Passage to read:

The proportion of children in local authority care in Leeds is decreasing, a report has claimed.

Director of children’s services Steve Walker told the meeting that, In 2011, Leeds had the second highest rate of looked after children in the country – the only one higher was Kent, whose own figures were swelled by high numbers of asylum-seekers.

He added: “We are never going to be able to keep every child in the city a safe as we would want to, but when we look at the indicators, you will see we have gradually reduced the number of children that need to be looked after.

“We give children a proper voice in the process, not just having them as passive recipients of the service. We want them to shape the way we provide services. It gives us a clear understanding about what the child wants and how they are interpreting the issues in their families.”

Comments were also made on improving health outcomes for children in the city.

Data showed that obesity rates among children in reception remained steadily below the national average over the past five years, with an average of 8.93 percent between 2011 and 2017, as opposed to the national average during that time of 9.38. It added more than half of secondary school pupils in the city report never having tried alcohol – up from just 30 per cent in 2012.

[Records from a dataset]
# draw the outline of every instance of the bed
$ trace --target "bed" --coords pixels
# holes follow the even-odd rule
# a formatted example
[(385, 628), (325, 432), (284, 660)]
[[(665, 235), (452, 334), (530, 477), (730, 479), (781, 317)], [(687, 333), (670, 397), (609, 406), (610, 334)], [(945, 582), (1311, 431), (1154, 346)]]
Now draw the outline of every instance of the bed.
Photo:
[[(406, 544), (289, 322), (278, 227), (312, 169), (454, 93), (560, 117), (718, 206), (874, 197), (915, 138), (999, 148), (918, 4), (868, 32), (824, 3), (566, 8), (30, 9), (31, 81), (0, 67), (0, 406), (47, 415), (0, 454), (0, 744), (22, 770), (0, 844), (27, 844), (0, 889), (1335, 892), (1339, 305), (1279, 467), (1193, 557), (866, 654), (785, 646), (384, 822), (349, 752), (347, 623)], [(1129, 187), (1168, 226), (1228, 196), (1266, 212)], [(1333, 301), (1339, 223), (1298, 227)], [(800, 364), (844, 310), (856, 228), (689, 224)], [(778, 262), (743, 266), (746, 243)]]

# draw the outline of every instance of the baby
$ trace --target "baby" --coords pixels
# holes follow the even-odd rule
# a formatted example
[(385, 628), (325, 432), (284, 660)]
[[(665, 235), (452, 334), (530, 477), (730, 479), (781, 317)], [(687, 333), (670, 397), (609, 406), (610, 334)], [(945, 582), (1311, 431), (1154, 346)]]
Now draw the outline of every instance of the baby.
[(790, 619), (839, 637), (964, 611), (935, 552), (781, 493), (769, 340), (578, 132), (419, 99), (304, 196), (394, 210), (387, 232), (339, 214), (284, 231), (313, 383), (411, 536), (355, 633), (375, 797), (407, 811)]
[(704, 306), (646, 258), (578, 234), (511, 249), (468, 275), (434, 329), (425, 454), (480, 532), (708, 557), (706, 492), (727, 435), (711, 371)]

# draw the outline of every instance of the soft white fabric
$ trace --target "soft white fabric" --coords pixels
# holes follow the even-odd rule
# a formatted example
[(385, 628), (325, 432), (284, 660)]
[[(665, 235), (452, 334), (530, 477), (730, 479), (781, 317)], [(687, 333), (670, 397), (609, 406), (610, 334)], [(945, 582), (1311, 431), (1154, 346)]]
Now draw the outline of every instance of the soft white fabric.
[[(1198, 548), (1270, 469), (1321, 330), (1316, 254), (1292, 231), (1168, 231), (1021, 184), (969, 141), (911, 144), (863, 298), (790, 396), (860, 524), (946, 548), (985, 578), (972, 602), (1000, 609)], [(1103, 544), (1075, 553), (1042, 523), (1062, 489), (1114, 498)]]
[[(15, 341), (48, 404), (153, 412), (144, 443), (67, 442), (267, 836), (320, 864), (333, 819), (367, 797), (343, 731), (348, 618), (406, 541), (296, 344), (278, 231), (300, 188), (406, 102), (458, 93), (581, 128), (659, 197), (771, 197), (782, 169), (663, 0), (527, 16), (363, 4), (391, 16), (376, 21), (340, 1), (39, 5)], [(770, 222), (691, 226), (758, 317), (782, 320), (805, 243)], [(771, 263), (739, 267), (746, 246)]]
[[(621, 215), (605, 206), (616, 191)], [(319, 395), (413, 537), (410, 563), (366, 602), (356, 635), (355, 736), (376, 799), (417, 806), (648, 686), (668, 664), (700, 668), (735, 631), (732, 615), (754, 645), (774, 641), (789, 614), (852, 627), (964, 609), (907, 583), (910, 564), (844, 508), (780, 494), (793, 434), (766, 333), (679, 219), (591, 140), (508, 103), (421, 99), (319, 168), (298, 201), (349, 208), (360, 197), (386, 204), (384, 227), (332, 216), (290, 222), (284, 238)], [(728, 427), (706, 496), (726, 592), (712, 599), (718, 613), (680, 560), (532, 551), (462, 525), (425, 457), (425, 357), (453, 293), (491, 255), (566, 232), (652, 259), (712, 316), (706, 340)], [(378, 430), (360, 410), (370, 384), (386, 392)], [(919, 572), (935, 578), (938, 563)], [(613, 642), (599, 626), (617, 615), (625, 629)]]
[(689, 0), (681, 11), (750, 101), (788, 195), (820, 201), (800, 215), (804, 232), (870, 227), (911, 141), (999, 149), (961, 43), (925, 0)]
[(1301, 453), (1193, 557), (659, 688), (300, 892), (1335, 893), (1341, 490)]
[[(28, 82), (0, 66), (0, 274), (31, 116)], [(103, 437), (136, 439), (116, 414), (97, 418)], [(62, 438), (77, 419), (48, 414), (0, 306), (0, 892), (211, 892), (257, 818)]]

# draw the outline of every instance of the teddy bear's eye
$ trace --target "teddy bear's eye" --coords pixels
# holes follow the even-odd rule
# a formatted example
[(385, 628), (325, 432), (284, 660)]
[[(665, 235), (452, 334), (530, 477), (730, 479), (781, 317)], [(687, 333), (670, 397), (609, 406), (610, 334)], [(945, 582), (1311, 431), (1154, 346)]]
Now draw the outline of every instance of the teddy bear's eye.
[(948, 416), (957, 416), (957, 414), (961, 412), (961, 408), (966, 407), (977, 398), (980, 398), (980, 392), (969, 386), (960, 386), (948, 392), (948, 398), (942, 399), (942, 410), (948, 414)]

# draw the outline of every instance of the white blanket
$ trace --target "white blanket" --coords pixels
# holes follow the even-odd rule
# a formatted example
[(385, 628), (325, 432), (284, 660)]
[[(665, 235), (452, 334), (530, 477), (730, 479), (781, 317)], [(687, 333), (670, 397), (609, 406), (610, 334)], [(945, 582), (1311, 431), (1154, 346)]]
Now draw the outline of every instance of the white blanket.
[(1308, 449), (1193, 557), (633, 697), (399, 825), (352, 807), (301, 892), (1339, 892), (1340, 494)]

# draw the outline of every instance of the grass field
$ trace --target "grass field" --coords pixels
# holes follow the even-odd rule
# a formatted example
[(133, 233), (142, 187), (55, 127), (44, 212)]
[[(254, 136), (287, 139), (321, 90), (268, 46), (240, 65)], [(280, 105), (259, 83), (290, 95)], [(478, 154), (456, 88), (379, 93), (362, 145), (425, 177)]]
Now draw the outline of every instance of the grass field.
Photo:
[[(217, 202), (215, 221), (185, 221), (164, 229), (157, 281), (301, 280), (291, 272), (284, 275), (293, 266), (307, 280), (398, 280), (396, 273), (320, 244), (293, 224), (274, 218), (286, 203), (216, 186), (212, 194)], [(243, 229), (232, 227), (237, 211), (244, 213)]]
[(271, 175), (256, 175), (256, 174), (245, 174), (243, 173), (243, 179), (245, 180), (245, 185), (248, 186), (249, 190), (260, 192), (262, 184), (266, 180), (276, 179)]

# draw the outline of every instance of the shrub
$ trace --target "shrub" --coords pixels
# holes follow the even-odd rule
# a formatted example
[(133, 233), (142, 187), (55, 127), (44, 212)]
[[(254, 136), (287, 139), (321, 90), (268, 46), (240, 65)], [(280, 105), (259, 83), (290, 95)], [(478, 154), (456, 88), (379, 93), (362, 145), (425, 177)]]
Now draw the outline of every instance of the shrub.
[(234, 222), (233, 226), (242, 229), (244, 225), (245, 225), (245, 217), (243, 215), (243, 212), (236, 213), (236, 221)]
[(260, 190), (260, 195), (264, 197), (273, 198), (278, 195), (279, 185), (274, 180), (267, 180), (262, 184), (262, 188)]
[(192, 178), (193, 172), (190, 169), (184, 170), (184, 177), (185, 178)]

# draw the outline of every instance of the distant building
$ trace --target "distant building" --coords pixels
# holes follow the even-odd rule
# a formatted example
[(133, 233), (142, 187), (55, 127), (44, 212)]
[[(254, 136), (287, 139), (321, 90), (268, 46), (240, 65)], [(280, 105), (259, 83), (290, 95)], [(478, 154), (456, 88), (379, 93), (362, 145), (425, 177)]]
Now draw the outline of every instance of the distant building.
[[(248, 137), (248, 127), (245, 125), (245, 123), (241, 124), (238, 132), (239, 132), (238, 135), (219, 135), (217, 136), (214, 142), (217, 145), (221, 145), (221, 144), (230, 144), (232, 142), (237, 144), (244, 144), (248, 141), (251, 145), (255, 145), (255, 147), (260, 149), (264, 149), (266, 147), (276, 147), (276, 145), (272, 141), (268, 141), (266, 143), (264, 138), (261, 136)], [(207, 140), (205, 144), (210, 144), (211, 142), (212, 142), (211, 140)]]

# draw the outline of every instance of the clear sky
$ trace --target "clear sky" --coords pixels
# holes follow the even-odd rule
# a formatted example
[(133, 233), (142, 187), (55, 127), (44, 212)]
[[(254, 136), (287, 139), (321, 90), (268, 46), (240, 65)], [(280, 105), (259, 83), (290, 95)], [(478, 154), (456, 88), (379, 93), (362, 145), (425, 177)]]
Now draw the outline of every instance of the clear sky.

Required work:
1 – According to the report on children in care in Leeds, which area had a higher rate of looked after children than Leeds in 2011?
2 – Carry on the report on children's services in Leeds from its last sentence.
The data has no role here.

Outputs by task:
1 – Kent.

2 –
Director of public health Dr Ian Cameron added that getting children and families to quit smoking can help lift people out of poverty.

He said: “We are at the lowest smoking prevalence we have ever had.

“Every one per cent reduction in adults smoking in Leeds will mean those ex-smokers will have an extra £25m in their pockets every year. That is available for them to spend in different ways, so it is also a contribution to combat poverty.

“Public health across the country has been subject to cuts. By the end of this year, we will be around £7.5m down from where we would have expected.”